## Written instruction
In the material below, list every line that contains the string "shirt", copying each line in full.

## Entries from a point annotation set
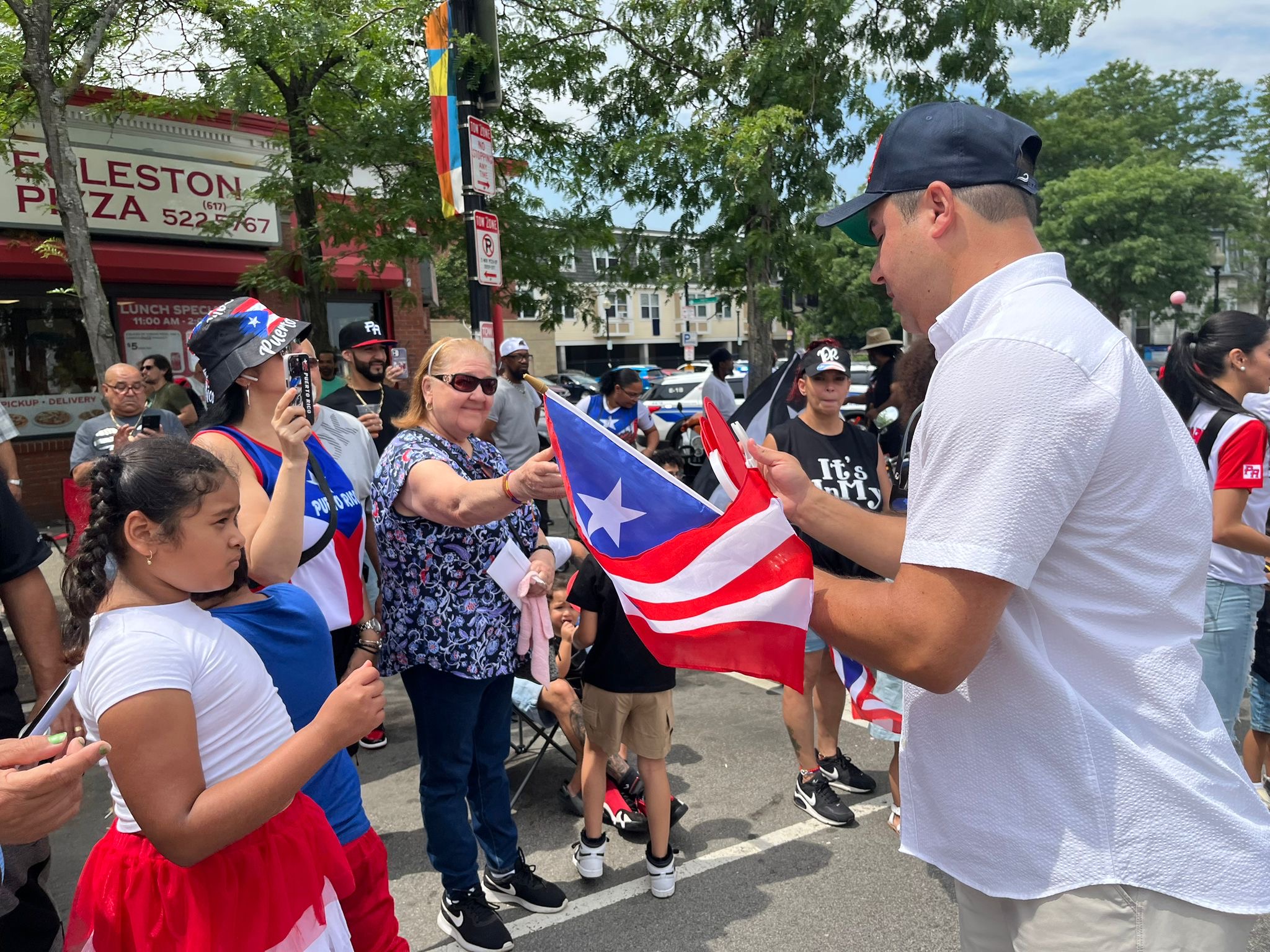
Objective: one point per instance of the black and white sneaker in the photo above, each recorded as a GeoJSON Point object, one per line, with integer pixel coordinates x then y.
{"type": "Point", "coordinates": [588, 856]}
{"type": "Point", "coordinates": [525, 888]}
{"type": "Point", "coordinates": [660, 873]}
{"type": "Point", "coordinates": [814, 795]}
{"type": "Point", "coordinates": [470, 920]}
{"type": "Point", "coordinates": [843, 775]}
---
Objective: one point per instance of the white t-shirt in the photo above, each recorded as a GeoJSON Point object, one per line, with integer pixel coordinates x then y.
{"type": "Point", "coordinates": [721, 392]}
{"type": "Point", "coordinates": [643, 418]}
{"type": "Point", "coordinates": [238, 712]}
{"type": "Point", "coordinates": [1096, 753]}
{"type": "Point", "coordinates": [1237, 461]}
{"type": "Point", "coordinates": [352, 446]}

## Full output
Objective: one point per instance of the white t-shirt in the photo above, each recorded as a GeoJSON Point object, one per line, with integer pixel coordinates x then y.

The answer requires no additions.